-- EXERCISE DATA --
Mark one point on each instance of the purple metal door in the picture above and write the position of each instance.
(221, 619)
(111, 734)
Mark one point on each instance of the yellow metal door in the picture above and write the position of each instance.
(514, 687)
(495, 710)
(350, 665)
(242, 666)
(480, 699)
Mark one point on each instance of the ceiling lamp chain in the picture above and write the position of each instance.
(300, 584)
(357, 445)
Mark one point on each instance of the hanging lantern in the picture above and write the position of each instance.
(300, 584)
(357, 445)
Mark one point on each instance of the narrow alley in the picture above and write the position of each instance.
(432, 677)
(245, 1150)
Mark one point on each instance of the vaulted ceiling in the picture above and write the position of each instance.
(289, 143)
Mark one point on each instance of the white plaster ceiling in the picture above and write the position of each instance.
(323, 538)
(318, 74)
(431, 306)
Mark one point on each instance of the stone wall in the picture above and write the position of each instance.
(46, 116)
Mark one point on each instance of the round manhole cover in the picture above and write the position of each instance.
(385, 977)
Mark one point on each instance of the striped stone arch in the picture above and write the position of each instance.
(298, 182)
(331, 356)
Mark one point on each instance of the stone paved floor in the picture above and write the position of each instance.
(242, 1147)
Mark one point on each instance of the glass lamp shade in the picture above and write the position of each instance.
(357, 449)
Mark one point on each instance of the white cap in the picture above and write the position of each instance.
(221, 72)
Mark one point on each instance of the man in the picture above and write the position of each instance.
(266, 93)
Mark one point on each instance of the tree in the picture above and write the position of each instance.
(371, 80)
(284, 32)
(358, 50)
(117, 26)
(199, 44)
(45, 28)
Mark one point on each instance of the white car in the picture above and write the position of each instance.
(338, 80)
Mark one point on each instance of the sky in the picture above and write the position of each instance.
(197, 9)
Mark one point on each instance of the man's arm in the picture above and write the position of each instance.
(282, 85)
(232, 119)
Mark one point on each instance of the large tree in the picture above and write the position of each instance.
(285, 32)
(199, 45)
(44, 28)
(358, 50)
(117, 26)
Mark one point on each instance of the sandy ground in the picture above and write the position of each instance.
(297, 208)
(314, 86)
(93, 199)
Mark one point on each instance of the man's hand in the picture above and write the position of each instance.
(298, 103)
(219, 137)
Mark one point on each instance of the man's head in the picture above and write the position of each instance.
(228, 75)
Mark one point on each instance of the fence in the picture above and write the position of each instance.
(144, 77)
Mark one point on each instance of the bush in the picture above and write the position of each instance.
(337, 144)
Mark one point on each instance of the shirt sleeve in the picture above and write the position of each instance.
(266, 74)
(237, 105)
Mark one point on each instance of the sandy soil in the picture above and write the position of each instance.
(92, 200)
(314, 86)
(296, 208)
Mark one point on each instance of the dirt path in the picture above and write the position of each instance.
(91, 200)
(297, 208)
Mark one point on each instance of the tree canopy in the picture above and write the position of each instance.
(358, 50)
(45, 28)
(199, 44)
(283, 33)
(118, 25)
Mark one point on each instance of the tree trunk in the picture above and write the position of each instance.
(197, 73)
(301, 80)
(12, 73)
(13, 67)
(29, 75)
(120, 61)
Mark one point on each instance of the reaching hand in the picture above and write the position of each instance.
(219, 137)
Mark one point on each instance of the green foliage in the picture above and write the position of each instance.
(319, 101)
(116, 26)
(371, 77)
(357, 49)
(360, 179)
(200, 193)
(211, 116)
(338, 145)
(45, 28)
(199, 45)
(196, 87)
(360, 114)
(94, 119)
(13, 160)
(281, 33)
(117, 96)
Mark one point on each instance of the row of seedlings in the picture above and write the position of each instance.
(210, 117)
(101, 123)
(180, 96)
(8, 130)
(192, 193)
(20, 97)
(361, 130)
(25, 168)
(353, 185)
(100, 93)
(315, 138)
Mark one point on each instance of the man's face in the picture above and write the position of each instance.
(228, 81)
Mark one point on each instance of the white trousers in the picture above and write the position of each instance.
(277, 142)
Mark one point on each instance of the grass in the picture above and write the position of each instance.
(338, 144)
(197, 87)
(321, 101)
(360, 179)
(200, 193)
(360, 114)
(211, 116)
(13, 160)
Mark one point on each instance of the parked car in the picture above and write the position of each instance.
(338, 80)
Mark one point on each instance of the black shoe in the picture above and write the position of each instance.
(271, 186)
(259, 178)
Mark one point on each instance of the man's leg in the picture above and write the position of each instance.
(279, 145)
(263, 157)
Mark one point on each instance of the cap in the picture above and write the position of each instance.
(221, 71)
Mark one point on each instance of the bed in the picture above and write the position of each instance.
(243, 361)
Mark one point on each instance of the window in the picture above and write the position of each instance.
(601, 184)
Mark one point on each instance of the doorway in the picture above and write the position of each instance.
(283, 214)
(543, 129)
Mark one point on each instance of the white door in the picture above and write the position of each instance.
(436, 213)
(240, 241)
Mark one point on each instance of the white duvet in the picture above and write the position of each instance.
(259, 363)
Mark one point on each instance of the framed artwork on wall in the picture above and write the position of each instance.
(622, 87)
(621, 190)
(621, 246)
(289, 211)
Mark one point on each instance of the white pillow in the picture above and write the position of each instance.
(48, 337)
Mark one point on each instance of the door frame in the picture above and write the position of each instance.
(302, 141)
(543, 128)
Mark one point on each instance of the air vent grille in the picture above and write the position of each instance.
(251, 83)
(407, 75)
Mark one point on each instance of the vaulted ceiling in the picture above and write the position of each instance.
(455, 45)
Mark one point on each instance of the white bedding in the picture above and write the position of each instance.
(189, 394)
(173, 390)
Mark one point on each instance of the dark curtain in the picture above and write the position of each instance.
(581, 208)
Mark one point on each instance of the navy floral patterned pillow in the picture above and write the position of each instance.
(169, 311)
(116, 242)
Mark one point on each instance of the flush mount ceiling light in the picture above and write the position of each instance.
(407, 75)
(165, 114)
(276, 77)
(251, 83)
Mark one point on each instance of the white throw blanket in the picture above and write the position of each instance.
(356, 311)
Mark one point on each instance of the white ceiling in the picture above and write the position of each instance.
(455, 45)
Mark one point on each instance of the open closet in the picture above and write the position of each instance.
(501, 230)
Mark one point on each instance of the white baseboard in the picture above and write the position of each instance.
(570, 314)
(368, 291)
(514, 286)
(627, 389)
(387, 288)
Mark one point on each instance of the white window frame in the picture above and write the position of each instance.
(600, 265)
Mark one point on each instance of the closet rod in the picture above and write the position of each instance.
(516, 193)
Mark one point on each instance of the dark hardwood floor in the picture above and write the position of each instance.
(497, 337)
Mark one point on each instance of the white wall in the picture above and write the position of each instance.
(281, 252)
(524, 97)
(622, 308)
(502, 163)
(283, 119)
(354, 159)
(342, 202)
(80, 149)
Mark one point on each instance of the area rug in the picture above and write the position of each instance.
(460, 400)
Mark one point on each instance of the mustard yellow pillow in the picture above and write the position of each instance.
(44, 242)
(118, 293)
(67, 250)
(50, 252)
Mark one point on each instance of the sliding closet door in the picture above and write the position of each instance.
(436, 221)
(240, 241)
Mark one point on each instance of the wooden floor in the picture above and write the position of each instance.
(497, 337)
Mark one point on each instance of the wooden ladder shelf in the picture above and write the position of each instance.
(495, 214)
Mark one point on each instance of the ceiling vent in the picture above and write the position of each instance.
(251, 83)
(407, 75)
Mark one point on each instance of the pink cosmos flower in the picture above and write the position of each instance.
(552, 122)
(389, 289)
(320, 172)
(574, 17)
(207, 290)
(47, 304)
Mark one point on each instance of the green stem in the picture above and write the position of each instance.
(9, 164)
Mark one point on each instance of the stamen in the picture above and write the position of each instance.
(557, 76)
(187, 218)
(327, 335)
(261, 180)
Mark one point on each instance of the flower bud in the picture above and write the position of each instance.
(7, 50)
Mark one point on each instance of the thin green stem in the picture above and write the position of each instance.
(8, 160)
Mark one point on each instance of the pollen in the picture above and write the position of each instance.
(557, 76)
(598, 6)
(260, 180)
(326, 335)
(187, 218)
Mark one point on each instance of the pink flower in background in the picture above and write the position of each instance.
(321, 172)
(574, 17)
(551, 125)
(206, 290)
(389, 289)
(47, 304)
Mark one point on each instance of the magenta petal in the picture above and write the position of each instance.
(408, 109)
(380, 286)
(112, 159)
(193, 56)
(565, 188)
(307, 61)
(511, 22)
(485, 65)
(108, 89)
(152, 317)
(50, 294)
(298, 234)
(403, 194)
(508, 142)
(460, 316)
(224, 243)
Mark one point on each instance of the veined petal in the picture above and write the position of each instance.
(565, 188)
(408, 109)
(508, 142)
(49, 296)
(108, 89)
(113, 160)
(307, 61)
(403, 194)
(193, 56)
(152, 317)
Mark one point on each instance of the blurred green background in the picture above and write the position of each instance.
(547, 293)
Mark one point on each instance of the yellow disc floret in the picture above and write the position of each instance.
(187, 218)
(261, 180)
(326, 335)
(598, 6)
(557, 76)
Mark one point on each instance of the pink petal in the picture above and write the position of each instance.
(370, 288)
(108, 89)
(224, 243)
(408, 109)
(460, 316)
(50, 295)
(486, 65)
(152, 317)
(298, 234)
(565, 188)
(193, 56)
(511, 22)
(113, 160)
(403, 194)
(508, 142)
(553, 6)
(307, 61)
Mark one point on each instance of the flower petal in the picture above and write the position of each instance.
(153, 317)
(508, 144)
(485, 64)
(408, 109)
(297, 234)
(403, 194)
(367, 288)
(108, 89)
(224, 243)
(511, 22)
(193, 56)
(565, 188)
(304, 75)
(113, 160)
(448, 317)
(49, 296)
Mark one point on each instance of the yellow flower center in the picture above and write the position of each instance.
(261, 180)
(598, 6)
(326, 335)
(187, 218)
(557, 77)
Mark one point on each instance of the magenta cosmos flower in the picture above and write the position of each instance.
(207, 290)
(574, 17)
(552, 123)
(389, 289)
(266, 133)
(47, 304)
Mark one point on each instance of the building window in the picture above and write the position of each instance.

-- WHAT TO PRODUCE --
At the line containing "Mark one point on each instance of the blurred", start transcribing exactly, and continue through the last line of the listing. Stop there and add nothing.

-- ANSWER TO THIS EXERCISE --
Mark one point on each instance of the blurred green background in the picture above and write the position of each instance.
(547, 293)
Mark one point on each instance of the yellow disc floret in the picture above and write the position of each instance.
(187, 218)
(261, 180)
(326, 335)
(598, 6)
(557, 76)
Mark one point on each instance of the pink petal in the picture above and write the position of each instance.
(370, 288)
(108, 89)
(224, 243)
(408, 109)
(460, 316)
(50, 295)
(486, 65)
(152, 317)
(298, 234)
(565, 188)
(193, 56)
(511, 22)
(113, 160)
(403, 194)
(508, 142)
(553, 6)
(307, 61)
Mark one point on each instance of the flower petal in the picture above and write the position of each instance.
(153, 317)
(508, 144)
(485, 64)
(408, 109)
(297, 234)
(403, 194)
(367, 288)
(108, 89)
(224, 243)
(511, 22)
(193, 56)
(565, 188)
(304, 75)
(113, 160)
(448, 317)
(49, 296)
Mark one point on each instance of the yellow flower center in the picture above and write the position of each instance.
(261, 180)
(598, 6)
(326, 335)
(187, 218)
(557, 77)
Mark one point on each instance of the magenta cosmos flower in the picture above and write the position of each instance.
(207, 290)
(574, 17)
(552, 123)
(389, 289)
(266, 133)
(47, 304)
Mark one point on each instance of the building window in the picture above and write the position of each instance.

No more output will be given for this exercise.